▶ Exercise prompt
Output the data verbatim, minus the images.

(Input for this task)

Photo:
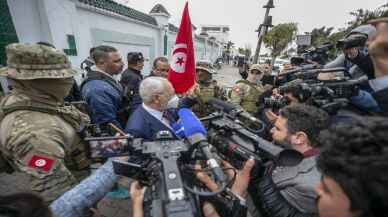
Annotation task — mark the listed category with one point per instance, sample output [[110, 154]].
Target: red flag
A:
[[182, 70]]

(End Input for this task)

▶ Answer area
Photo:
Annotation task — mark the listed category with one point per instance, sample output [[110, 154]].
Target: red flag
A:
[[182, 70]]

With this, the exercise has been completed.